SELECTED EXCERPT Block Start
MEXICO – Come spring, Med-Care Ambulance Service will add an interactive public educational tool to its community outreach program – a nearly 3-foot-tall-by-6-foot-wide house that simulates hazards to solve.
The Mexico-based service ordered Sparky’s Injury Prevention/Fire House this week from Modeltech after being awarded a $28,865 federal grant from the 2007 Homeland Security Grant Program, according to Laurieann Milligan, Med-Care’s community outreach coordinator.
Learning by doing, the audience participates in transforming the house from hazardous to safe through use of 3-dimensional parts, flips, tokens and stick-on illustrations. Also, known as the Hazard House, the structure features realistic smoke, fire-lighting effects, and sparks and electricity arcing sounds.
She said the Hazard House would help change people’s behavior and reduce fires and casualties.
Additional packages that come with the program cover the following topics:
• Neighborhood safety – issues such as hazards around a house and motor vehicle safety.
SELECTED EXCERPT Block End
AVAILABLE DATA Block Start
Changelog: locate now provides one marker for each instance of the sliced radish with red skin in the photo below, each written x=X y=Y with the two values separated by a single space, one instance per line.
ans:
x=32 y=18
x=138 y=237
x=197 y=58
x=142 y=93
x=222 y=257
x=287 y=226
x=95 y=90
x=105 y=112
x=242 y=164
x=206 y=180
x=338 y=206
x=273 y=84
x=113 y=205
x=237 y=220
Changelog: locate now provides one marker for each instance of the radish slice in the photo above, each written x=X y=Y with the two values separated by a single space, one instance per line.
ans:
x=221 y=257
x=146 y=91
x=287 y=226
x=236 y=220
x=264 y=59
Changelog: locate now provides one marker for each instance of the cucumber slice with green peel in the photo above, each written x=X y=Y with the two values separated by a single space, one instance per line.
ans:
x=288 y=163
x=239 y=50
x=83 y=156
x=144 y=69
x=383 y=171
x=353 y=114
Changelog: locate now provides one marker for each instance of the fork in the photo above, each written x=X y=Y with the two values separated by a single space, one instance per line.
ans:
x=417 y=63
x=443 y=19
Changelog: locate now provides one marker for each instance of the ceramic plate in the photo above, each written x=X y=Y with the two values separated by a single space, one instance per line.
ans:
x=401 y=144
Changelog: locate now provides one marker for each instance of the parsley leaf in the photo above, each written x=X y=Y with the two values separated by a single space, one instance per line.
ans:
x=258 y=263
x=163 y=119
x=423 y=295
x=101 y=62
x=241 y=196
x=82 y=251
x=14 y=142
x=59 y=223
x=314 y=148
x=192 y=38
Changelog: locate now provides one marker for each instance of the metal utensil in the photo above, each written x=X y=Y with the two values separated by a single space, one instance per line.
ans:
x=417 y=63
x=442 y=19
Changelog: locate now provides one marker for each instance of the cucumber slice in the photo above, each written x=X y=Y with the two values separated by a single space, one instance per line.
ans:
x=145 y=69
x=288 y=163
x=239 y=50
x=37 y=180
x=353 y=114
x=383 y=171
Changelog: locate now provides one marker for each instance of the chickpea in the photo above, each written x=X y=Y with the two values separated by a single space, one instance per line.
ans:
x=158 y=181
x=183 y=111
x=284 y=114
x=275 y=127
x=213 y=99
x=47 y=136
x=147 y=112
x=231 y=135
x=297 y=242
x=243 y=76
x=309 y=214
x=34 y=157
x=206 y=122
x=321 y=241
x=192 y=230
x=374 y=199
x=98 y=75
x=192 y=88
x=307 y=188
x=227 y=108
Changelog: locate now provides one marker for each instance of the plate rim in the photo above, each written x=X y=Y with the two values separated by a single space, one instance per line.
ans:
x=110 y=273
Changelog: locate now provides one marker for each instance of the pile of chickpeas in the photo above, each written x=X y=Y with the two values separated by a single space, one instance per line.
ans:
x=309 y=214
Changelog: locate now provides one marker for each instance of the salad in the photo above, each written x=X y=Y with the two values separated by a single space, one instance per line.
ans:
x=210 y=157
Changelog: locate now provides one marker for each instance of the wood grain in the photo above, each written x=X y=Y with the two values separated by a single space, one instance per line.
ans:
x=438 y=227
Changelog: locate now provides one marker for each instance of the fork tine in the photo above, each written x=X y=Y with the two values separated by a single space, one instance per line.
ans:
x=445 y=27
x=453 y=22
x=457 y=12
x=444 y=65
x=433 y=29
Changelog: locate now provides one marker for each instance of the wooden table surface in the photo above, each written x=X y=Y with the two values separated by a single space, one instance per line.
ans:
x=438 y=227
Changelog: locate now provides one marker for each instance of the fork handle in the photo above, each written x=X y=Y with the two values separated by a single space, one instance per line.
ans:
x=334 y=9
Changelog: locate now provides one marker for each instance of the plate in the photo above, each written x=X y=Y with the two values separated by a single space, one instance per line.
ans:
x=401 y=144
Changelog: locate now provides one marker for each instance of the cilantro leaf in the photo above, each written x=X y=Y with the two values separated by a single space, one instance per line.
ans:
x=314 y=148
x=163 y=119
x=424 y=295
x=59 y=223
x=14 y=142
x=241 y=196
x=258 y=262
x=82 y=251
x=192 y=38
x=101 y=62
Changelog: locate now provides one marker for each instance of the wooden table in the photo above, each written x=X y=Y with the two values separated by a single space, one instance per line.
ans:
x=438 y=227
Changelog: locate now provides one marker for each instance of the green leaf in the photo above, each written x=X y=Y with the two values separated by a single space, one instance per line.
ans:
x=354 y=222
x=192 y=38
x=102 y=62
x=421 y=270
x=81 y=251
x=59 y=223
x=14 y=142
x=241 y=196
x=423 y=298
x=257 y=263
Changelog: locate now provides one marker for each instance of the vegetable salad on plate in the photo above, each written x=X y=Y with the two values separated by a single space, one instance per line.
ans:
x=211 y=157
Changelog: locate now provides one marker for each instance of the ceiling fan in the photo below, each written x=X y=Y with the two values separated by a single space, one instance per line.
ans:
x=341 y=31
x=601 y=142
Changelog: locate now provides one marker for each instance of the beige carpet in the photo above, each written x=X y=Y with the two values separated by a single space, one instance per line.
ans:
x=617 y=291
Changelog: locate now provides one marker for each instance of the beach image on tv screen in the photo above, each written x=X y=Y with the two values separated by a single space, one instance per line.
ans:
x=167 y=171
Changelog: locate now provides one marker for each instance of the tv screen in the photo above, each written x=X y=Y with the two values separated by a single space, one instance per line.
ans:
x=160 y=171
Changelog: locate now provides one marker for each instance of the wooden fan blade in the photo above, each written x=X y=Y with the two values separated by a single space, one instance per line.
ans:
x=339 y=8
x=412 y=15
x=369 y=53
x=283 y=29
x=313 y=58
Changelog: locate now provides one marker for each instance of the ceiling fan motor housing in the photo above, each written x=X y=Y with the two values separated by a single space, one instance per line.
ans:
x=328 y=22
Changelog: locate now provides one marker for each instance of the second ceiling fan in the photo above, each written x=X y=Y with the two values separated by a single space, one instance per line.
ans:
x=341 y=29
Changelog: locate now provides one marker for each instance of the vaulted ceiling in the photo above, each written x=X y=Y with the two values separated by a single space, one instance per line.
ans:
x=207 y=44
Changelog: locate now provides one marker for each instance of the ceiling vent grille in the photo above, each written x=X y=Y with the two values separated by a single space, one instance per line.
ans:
AVAILABLE DATA Block End
ACTION ITEM A:
Answer these questions about the Med-Care ambulance article:
(i) What are the approximate dimensions of the house?
(ii) From which company did the service order the house?
(iii) What sounds does the structure feature?
ACTION ITEM B:
In the Med-Care ambulance article, rewrite everything from "MEXICO – Come" down to "fires and casualties.", swapping "Hazard House" for "Safety House".

RESULT A:
(i) Nearly 3 feet tall by 6 feet wide.
(ii) Modeltech.
(iii) Sparks and electricity arcing sounds.

RESULT B:
MEXICO – Come spring, Med-Care Ambulance Service will add an interactive public educational tool to its community outreach program – a nearly 3-foot-tall-by-6-foot-wide house that simulates hazards to solve.
The Mexico-based service ordered Sparky’s Injury Prevention/Fire House this week from Modeltech after being awarded a $28,865 federal grant from the 2007 Homeland Security Grant Program, according to Laurieann Milligan, Med-Care’s community outreach coordinator.
Learning by doing, the audience participates in transforming the house from hazardous to safe through use of 3-dimensional parts, flips, tokens and stick-on illustrations. Also, known as the Safety House, the structure features realistic smoke, fire-lighting effects, and sparks and electricity arcing sounds.
She said the Safety House would help change people’s behavior and reduce fires and casualties.